## Directions
Copy the records below, from the line containing "Can you find the woman's bare leg?" through the line containing "pixel 777 609", inclusive, keeping every line exactly as it appears.

_ _ _

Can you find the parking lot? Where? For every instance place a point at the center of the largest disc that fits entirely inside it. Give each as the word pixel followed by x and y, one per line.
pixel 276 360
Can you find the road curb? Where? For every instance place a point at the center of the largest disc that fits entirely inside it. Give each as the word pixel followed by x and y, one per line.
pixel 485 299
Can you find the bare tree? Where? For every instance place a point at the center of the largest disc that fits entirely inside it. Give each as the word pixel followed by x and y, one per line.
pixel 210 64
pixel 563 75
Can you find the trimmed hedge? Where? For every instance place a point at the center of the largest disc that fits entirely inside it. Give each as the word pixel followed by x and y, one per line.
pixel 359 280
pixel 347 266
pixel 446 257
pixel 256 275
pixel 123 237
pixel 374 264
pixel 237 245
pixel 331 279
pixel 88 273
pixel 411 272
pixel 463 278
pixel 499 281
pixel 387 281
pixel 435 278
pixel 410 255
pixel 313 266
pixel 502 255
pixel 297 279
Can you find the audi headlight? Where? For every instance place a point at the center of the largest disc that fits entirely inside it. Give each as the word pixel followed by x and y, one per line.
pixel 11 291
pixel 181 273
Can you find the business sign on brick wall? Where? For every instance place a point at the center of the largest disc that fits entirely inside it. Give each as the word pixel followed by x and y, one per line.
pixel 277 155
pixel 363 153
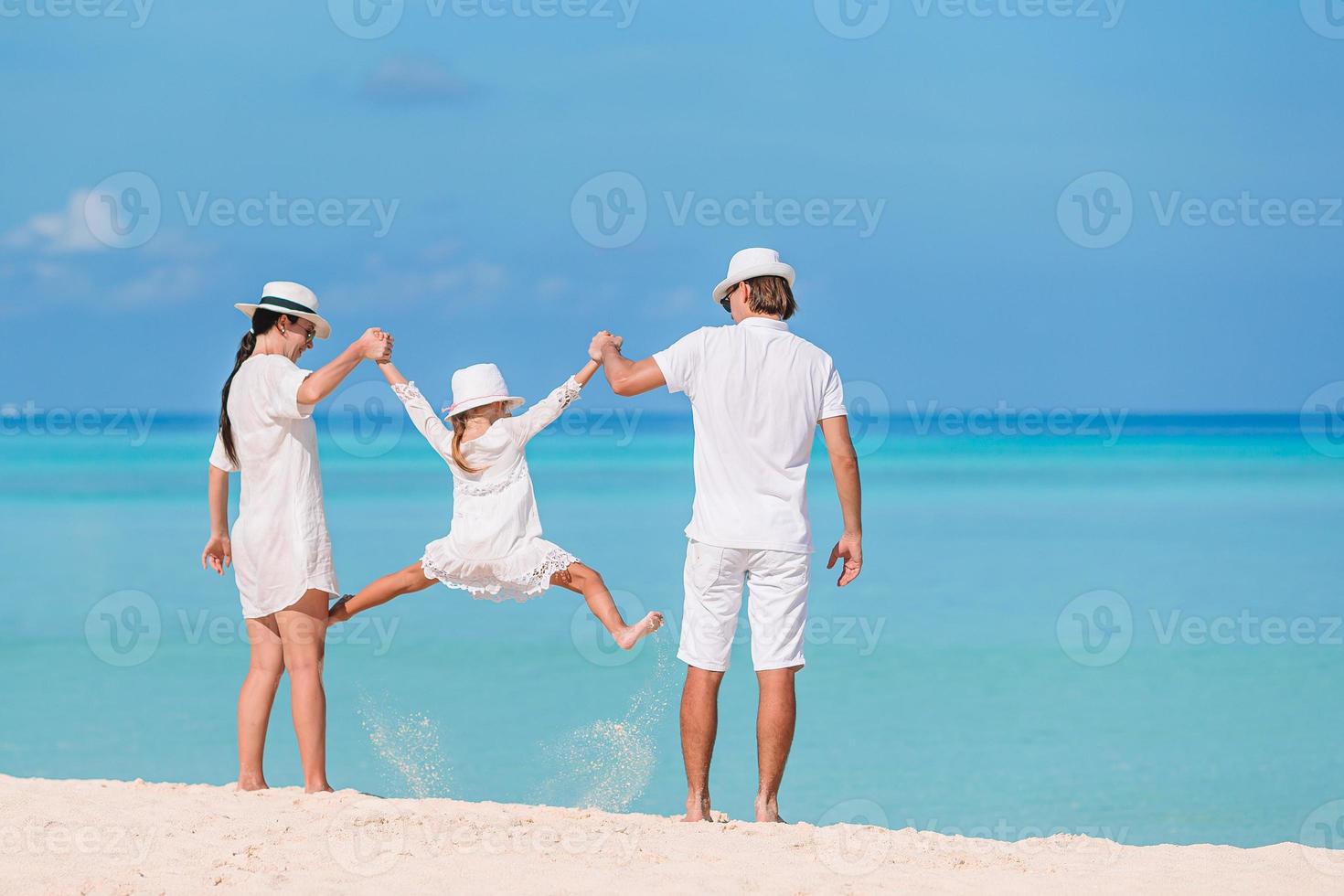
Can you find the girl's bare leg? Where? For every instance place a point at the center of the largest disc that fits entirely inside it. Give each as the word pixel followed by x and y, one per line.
pixel 390 586
pixel 588 581
pixel 256 698
pixel 303 633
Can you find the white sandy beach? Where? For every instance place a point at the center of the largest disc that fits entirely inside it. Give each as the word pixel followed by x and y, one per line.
pixel 119 837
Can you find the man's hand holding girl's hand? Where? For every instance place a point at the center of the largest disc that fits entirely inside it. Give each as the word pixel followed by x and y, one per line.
pixel 601 341
pixel 375 346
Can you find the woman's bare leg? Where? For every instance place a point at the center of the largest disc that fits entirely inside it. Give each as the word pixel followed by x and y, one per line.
pixel 390 586
pixel 588 581
pixel 256 698
pixel 303 632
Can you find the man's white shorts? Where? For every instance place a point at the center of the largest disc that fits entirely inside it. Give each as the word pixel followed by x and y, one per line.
pixel 777 609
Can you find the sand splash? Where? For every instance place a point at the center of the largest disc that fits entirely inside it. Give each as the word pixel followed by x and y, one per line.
pixel 609 763
pixel 409 743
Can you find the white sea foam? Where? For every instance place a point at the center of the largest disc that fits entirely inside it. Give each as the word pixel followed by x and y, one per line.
pixel 609 763
pixel 409 744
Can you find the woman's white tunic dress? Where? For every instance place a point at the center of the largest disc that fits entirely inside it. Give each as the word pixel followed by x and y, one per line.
pixel 495 547
pixel 280 540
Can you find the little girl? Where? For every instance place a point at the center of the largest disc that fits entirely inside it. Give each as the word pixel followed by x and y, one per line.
pixel 495 547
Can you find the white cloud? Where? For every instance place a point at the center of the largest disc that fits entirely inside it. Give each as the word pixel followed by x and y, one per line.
pixel 58 231
pixel 411 80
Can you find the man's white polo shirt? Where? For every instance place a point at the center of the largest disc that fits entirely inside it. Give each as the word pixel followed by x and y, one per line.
pixel 757 394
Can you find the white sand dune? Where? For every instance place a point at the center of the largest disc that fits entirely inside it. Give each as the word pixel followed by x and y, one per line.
pixel 119 837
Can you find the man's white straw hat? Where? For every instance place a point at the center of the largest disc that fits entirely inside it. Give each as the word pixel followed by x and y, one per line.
pixel 476 386
pixel 289 298
pixel 752 262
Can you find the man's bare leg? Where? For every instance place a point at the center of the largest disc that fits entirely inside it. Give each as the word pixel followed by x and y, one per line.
pixel 699 724
pixel 775 718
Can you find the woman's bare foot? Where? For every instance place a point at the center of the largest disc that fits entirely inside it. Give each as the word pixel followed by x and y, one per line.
pixel 645 626
pixel 251 782
pixel 337 612
pixel 768 810
pixel 698 809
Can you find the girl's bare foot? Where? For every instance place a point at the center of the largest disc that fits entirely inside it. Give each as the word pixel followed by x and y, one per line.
pixel 631 635
pixel 698 809
pixel 251 782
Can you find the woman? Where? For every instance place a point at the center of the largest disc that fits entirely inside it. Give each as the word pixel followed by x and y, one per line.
pixel 283 564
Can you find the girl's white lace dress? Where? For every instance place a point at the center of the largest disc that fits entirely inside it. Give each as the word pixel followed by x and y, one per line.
pixel 494 549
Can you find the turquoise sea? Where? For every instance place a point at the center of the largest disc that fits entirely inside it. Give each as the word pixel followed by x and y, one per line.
pixel 1137 638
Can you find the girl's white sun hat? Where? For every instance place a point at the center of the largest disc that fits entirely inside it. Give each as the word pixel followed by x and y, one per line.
pixel 289 298
pixel 752 262
pixel 476 386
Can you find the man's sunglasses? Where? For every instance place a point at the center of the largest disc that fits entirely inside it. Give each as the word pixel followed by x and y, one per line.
pixel 728 298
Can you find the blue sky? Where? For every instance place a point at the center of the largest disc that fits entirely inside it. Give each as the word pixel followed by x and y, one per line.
pixel 958 125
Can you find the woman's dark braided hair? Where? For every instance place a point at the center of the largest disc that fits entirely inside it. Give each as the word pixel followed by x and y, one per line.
pixel 262 323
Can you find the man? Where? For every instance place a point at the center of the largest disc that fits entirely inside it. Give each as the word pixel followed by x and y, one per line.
pixel 757 394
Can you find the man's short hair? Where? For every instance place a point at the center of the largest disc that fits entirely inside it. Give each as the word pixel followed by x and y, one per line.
pixel 772 295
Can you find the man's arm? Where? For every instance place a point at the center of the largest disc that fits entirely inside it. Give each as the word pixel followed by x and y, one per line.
pixel 625 377
pixel 844 468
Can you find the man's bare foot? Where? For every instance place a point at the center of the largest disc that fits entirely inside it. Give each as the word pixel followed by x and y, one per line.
pixel 645 626
pixel 768 812
pixel 698 809
pixel 337 612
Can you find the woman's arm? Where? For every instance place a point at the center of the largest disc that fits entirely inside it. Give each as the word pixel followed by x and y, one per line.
pixel 374 346
pixel 418 409
pixel 218 552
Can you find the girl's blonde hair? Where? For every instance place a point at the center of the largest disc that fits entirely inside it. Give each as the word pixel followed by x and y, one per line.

_ _ _

## Exercise output
Can you find the woman's bare leg? Where? For every instance place a point at the center of the largest disc that fits entirely inside it. Give each as the word pixel followed by x and y, one per line.
pixel 390 586
pixel 588 581
pixel 256 698
pixel 303 632
Can you find the man's white shorts? Where? For every instance place a point at the center of the largest disc that fits entirely inside it. Give each as the word pixel followed by x and y, one per line.
pixel 777 609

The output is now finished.